**Supplied information:**
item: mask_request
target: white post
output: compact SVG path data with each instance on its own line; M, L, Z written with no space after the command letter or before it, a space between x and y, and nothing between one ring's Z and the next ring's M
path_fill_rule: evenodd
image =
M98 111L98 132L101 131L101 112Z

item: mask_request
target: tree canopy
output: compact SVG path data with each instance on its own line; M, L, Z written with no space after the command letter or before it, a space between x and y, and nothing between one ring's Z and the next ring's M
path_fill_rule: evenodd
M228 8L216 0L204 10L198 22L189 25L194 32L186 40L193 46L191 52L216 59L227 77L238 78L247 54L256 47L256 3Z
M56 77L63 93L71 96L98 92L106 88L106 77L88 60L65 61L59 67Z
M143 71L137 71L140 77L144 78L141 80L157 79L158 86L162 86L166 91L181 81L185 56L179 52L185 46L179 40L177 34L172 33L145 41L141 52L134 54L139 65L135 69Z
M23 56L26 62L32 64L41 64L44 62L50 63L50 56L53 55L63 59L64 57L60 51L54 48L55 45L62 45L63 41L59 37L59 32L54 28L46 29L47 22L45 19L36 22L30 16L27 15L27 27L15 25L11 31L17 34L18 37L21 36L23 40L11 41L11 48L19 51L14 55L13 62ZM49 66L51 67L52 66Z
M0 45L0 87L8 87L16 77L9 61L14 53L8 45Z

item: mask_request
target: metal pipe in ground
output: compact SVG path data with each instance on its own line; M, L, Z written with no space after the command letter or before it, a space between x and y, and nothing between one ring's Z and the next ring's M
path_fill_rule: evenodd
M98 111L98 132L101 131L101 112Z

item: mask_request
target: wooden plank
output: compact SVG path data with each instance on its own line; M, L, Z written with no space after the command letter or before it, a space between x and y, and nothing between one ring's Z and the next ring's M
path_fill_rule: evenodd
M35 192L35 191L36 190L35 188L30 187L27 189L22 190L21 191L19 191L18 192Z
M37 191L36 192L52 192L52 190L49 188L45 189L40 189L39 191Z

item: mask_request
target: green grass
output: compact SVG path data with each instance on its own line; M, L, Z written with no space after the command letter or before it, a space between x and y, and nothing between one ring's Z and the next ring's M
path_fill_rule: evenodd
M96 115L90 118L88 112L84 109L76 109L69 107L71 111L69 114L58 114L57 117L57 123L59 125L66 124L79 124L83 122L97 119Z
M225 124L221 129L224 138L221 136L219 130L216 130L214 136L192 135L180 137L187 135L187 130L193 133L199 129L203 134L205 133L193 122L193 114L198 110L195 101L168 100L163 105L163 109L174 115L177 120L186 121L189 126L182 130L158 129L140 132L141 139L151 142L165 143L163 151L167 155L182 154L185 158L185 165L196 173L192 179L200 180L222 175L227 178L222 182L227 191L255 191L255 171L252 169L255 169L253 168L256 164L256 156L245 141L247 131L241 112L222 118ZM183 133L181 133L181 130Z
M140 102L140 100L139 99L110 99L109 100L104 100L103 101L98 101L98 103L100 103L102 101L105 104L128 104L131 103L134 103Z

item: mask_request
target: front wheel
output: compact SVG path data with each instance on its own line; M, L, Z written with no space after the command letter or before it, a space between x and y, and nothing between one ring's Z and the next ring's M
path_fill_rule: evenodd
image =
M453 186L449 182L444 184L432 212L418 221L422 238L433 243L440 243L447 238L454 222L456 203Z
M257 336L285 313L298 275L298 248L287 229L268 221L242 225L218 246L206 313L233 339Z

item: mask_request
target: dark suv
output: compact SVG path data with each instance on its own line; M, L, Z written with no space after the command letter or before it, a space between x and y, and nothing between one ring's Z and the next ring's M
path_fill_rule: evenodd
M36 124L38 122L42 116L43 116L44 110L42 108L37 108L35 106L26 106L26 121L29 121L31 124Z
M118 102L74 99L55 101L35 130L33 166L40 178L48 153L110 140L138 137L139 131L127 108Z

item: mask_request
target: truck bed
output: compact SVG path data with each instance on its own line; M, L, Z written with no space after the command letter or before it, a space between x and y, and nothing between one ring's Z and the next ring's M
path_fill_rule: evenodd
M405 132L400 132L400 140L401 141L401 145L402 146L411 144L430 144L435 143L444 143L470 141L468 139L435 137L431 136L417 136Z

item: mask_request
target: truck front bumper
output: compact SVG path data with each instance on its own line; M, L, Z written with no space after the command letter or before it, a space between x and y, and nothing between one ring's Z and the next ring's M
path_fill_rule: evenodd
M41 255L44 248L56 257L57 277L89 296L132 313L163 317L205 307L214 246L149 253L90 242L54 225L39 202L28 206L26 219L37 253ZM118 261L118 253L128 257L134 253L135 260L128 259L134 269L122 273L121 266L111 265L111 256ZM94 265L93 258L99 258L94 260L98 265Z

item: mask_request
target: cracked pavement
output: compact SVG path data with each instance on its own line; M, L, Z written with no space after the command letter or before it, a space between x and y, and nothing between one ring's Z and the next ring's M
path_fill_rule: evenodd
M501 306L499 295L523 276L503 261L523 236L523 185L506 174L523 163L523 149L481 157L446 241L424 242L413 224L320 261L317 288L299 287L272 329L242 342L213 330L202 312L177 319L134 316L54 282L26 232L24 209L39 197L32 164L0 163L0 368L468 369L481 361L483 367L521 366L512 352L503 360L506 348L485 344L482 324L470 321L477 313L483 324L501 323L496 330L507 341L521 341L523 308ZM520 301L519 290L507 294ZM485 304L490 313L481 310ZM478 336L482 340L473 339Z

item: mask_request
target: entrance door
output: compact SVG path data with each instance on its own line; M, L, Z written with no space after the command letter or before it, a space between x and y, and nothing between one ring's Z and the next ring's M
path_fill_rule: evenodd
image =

**Given problem:**
Copy out the lines exactly, starting from the start of the lines and going on through the line with "M37 191L36 192L52".

**The answer:**
item: mask_request
target: white post
output: compact SVG path data with each instance on its own line; M, L, Z written with no space after the command letter or before it, a space between x and y, and nothing between one ring's Z and the next ring's M
path_fill_rule: evenodd
image =
M98 111L98 132L101 131L101 112Z

item: mask_request
target: tree canopy
output: compact SVG path data with each instance on its own line; M, L, Z written with no space after the command letter or before it, a space between x and y, and nothing between one ring's Z and the next ring's M
path_fill_rule: evenodd
M228 8L216 0L204 10L198 22L189 25L194 32L186 40L193 46L191 52L216 59L227 77L238 78L247 54L256 47L256 3Z
M56 77L63 93L71 96L98 92L106 88L106 77L88 60L65 61L59 67Z
M143 71L137 71L140 77L144 78L141 80L157 79L158 86L162 86L166 91L181 81L185 56L179 52L185 46L179 40L177 34L172 33L145 41L141 52L134 54L139 65L135 69Z
M23 56L26 62L32 64L41 64L44 62L50 63L50 56L53 55L63 59L64 57L60 51L54 48L55 45L62 45L63 41L59 37L59 32L54 28L46 29L47 22L45 19L36 22L30 16L27 15L27 27L15 25L11 31L17 34L18 37L21 36L23 40L11 41L11 48L19 51L14 55L13 62ZM49 66L51 67L52 66Z
M0 45L0 87L8 87L16 77L9 61L14 53L8 45Z

item: mask_request
target: metal pipe in ground
output: compact SVG path data with each instance on its own line; M, L, Z written with no space after the command letter or before it, a space between x and y, and nothing between one ring's Z and the next ring's M
path_fill_rule: evenodd
M98 111L98 132L101 131L101 112Z

item: mask_request
target: wooden plank
output: compact SVG path data with each instance on its own line; M, L, Z written with no space after the command letter or before it, a space between x and y, and nothing between one ring's Z and the next ring's M
path_fill_rule: evenodd
M35 192L35 191L36 190L35 188L30 187L27 189L22 190L21 191L19 191L18 192Z
M37 191L36 192L52 192L52 190L49 188L45 189L40 189L39 191Z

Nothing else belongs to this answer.